## 文档正文
•••
望各位帮忙看看,现在就想要答案,蟹蟹各位潜水专家,感谢解答,感谢回答,感谢解答。编写一个 MIPS 汇编程序,相当于这个 C 程序:在原有的基础上完成这个程序。在# PUT YOUR CODE HERE下面写内容.我需要答案,不要告诉我需要自己下什么东西然后就可以得到,我想要的是直接把代码告诉我
// Read 10 numbers into an array
// swap any pair of numbers which are out of order
// then print the array
#include <stdio.h>
int main(void) {
int i;
int numbers[10] = { 0 };
i = 0;
while (i < 10) {
scanf("%d", &numbers[i]);
i++;
}
i = 1;
while (i < 10) {
int x = numbers[i];
int y = numbers[i - 1];
if (x < y) {
numbers[i] = y;
numbers[i - 1] = x;
}
i++;
}
i = 0;
while (i < 10) {
printf("%d\n", numbers[i]);
i++;
}
}
# read 10 numbers into an array
# swap any pairs of of number which are out of order
# then print the 10 numbers
# i in register $t0,
# registers $t1 - $t3 used to hold temporary results
main:
li $t0, 0 # i = 0
loop0:
bge $t0, 10, end0 # while (i < 10) {
li $v0, 5 # scanf("%d", &numbers[i]);
syscall #
mul $t1, $t0, 4 # calculate &numbers[i]
la $t2, numbers #
add $t3, $t1, $t2 #
sw $v0, ($t3) # store entered number in array
addi $t0, $t0, 1 # i++;
j loop0 # }
end0:
# PUT YOUR CODE HERE
li $t0, 0 # i = 0
loop1:
bge $t0, 10, end1 # while (i < 10) {
mul $t1, $t0, 4 # calculate &numbers[i]
la $t2, numbers #
add $t3, $t1, $t2 #
lw $a0, ($t3) # load numbers[i] into $a0
li $v0, 1 # printf("%d", numbers[i])
syscall
li $a0, '\n' # printf("%c", '\n');
li $v0, 11
syscall
addi $t0, $t0, 1 # i++
j loop1 # }
end1:
li $v0, 0
jr $ra # return 0
.data
numbers:
.word 0, 0, 0, 0, 0, 0, 0, 0, 0, 0 # int numbers[10] = {0};
•••
## 任务 A
请返回下列数据行中含有字符串"instance"的每一行。

## 数据行
•••
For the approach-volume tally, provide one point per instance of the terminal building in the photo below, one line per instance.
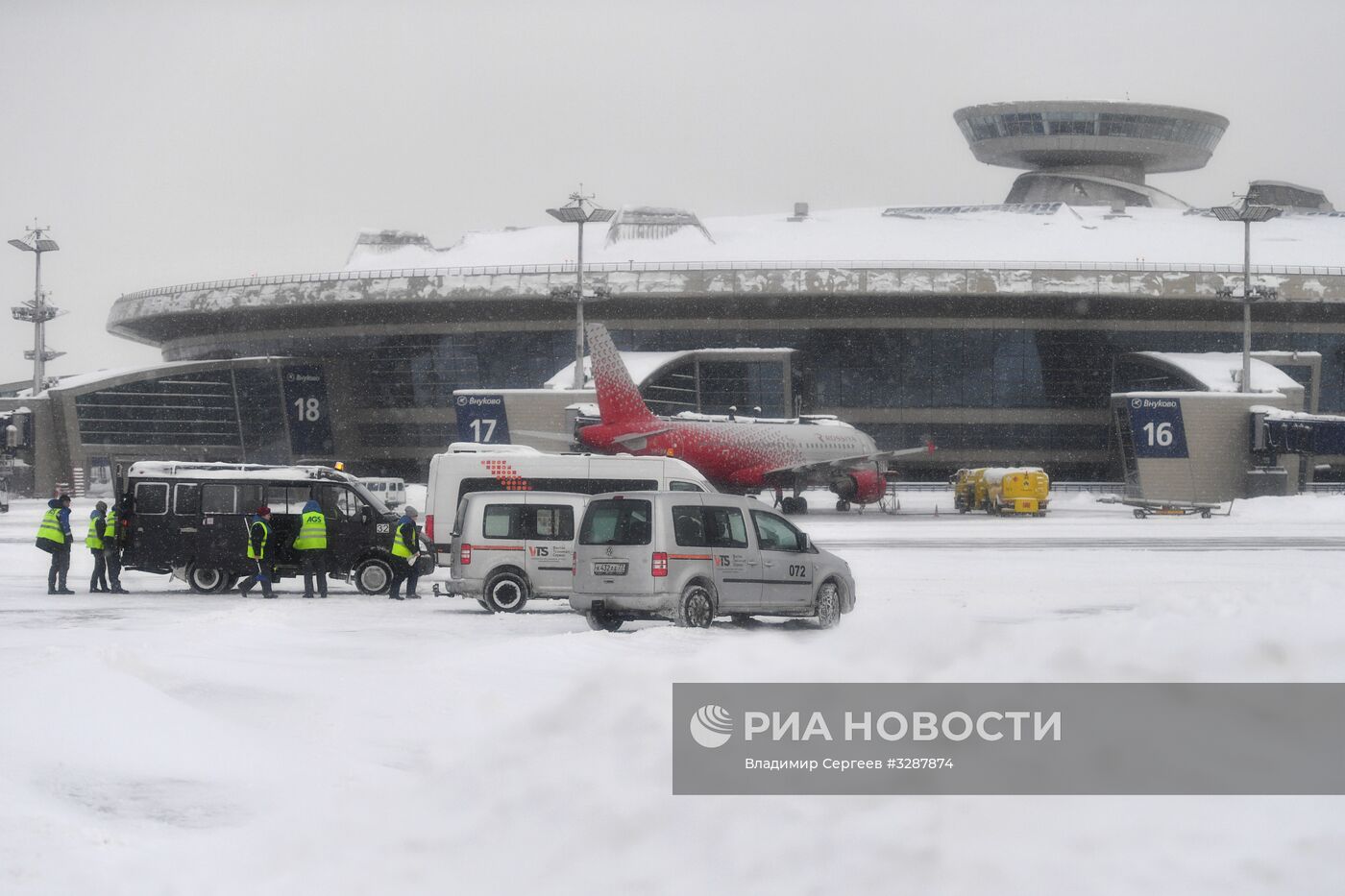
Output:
•••
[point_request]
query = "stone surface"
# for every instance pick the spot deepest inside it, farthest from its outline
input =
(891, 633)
•••
## 任务 B
在上文文档正文的 MIPS 代码注释中，变量 i 存放在哪个寄存器里？

## 参考答案 A
For the approach-volume tally, provide one point per instance of the terminal building in the photo below, one line per instance.
# for every instance pick the spot deepest inside it, farthest from its outline

## 参考答案 B
变量 i 存放在寄存器 $t0 中。